◆ Exercise aim: Can you write out the records again, starting at their beginning and ending with the line that contains "top-left (360, 386), bottom-right (800, 430)", and shift every coordinate in the answers up by 106 while keeping the requests and their sample outputs unchanged?

--- Start of Dataset rows ---

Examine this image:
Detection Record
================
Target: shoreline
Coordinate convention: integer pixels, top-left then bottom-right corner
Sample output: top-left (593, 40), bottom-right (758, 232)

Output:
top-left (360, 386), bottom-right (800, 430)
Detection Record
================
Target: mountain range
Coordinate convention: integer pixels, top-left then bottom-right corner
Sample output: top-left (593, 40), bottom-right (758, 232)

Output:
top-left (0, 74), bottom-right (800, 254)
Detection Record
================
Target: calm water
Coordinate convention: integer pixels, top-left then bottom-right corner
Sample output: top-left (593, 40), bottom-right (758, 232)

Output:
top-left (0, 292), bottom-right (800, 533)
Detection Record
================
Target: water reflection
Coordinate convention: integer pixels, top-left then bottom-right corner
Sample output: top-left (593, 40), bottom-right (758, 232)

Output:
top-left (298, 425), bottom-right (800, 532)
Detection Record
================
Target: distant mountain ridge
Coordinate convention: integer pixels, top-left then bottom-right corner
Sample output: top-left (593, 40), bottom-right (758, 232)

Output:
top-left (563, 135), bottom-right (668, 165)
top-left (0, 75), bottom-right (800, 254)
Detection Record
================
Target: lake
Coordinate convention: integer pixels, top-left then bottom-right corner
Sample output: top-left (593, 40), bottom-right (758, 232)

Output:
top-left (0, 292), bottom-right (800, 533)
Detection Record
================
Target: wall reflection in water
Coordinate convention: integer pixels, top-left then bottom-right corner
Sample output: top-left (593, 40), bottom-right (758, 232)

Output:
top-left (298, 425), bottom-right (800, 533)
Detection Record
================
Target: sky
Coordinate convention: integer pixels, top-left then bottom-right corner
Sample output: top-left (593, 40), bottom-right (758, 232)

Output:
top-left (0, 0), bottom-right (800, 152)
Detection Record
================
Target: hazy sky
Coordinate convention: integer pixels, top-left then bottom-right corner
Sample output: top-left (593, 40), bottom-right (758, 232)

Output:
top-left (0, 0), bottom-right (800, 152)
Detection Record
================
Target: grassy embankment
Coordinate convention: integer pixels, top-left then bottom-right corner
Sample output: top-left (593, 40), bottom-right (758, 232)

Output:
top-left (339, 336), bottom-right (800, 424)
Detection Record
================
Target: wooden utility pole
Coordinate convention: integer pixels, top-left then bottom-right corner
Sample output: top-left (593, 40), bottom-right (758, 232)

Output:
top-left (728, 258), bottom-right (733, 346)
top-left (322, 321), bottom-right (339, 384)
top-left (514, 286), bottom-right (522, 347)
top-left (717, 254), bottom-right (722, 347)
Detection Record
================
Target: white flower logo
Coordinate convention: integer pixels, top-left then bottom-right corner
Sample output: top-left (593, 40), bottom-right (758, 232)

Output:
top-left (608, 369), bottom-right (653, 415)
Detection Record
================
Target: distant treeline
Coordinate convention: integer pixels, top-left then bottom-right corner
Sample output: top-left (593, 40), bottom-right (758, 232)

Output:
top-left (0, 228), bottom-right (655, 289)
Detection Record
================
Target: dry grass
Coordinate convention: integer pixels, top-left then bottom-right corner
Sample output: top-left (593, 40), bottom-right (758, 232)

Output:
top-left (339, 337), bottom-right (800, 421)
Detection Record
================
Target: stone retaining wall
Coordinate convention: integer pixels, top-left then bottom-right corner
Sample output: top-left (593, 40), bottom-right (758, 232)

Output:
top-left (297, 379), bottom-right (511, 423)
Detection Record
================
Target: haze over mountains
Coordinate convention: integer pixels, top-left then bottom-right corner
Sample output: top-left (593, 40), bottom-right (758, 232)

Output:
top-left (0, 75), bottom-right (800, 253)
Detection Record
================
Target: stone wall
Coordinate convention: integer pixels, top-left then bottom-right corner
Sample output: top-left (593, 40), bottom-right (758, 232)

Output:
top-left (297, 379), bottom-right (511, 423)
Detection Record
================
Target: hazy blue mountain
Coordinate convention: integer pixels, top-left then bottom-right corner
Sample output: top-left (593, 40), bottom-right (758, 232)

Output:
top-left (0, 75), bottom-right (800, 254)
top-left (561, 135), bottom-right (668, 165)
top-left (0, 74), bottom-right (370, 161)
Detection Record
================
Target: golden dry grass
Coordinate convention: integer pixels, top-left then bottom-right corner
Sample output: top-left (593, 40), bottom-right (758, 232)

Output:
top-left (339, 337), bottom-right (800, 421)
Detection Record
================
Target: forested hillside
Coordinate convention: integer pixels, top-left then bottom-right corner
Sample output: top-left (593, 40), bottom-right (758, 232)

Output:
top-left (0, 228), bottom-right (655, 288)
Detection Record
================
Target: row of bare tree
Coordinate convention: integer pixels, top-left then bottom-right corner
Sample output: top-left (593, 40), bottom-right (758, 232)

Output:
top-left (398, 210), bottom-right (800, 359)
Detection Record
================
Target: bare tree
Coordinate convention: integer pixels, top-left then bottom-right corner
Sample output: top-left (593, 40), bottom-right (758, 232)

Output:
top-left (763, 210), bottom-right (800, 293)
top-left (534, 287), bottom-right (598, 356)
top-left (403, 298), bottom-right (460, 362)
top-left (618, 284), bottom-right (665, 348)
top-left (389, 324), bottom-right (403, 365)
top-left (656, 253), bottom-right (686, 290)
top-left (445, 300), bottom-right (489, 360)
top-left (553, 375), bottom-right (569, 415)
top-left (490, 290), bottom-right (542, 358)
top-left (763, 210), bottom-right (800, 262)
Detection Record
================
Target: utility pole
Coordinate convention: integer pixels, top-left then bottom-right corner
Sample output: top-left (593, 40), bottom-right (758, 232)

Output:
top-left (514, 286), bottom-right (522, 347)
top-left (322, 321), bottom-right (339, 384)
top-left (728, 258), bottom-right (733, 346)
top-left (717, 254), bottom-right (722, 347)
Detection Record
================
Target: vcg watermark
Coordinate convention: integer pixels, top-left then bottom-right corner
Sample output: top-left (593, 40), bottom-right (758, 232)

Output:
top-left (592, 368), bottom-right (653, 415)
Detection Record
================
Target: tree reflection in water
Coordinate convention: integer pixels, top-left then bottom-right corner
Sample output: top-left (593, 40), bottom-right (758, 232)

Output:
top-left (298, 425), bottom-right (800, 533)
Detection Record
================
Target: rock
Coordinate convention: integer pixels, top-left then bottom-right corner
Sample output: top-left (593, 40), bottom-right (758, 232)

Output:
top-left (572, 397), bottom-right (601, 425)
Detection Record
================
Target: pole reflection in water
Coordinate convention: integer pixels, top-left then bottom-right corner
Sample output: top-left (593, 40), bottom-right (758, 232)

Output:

--- End of Dataset rows ---

◆ Output of the exercise:
Examine this image:
Detection Record
================
Target: shoreline
Coordinate convention: integer pixels, top-left then bottom-right corner
Sample output: top-left (593, 40), bottom-right (758, 232)

Output:
top-left (466, 492), bottom-right (906, 536)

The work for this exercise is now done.